(REQUIRED WORK) Pick out every line in the entries below that contains the string "green", matching case exactly, and copy each one.

(RECORDS TO PROCESS)

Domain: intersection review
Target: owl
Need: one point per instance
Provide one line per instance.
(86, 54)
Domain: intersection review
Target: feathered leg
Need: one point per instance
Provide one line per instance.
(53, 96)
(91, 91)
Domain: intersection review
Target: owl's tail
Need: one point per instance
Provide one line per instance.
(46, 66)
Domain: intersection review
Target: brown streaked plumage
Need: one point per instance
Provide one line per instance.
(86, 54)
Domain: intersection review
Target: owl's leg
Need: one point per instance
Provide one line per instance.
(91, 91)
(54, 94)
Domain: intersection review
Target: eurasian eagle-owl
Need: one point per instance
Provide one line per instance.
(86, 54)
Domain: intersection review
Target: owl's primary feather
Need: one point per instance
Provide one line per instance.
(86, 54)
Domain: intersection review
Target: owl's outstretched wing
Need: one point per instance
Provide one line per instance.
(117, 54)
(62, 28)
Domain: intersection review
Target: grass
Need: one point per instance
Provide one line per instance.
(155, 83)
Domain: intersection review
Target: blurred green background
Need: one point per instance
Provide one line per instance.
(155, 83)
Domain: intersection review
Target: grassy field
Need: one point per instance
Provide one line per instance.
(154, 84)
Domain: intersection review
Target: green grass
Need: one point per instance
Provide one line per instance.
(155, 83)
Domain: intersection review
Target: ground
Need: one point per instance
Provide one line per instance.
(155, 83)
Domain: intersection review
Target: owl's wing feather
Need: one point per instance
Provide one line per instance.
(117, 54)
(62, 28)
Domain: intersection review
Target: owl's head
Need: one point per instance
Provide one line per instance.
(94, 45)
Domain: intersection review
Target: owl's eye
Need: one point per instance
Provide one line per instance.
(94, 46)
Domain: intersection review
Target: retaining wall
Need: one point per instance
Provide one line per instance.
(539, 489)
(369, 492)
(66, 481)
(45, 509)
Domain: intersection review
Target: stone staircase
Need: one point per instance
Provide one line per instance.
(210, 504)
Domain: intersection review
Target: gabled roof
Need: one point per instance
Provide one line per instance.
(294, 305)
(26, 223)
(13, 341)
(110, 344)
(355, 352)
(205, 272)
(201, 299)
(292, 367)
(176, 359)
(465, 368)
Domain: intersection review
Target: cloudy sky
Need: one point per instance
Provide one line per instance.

(RESPONSE TO THE EXERCISE)
Target: blurred green background
Target: green grass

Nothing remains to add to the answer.